- Short problem: Rewrite everything from the line containing "target: cliff" down to the end of the entries, replacing "simplified polygon" with "reduced polygon" and leaving all else unchanged.

- Data entries:
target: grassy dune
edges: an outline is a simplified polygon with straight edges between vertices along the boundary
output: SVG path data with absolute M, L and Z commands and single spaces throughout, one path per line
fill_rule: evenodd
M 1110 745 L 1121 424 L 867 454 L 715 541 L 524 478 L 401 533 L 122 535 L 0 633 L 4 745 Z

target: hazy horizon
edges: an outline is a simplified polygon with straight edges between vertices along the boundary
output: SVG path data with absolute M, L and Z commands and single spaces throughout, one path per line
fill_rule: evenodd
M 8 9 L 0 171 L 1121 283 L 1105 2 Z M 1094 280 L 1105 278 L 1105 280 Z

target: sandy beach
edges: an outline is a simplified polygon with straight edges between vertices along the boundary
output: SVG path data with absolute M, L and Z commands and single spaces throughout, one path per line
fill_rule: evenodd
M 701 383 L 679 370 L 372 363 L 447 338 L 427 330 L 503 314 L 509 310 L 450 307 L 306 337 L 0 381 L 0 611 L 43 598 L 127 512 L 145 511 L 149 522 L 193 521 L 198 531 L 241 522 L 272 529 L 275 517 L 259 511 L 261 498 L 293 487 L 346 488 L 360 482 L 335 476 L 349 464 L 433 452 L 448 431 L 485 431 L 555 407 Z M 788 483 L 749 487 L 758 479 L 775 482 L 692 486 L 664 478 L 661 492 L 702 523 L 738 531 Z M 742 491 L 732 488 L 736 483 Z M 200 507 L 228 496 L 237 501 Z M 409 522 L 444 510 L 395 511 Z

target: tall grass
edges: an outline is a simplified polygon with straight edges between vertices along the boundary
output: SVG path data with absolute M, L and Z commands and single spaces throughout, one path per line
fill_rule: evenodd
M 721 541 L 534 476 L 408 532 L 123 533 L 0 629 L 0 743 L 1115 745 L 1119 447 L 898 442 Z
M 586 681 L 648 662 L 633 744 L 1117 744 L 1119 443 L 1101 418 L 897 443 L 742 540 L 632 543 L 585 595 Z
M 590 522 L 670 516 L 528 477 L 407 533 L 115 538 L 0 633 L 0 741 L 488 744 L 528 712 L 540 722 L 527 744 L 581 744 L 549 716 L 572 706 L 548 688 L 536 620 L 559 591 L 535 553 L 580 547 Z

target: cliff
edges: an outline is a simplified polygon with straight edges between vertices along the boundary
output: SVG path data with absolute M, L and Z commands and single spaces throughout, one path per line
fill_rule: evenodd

- Response for this exercise:
target: cliff
edges: an outline is a reduced polygon with straight edges between vertices along the boundary
output: SVG path data with absolute M, L and Z commands and single spaces throughout, one path per line
fill_rule: evenodd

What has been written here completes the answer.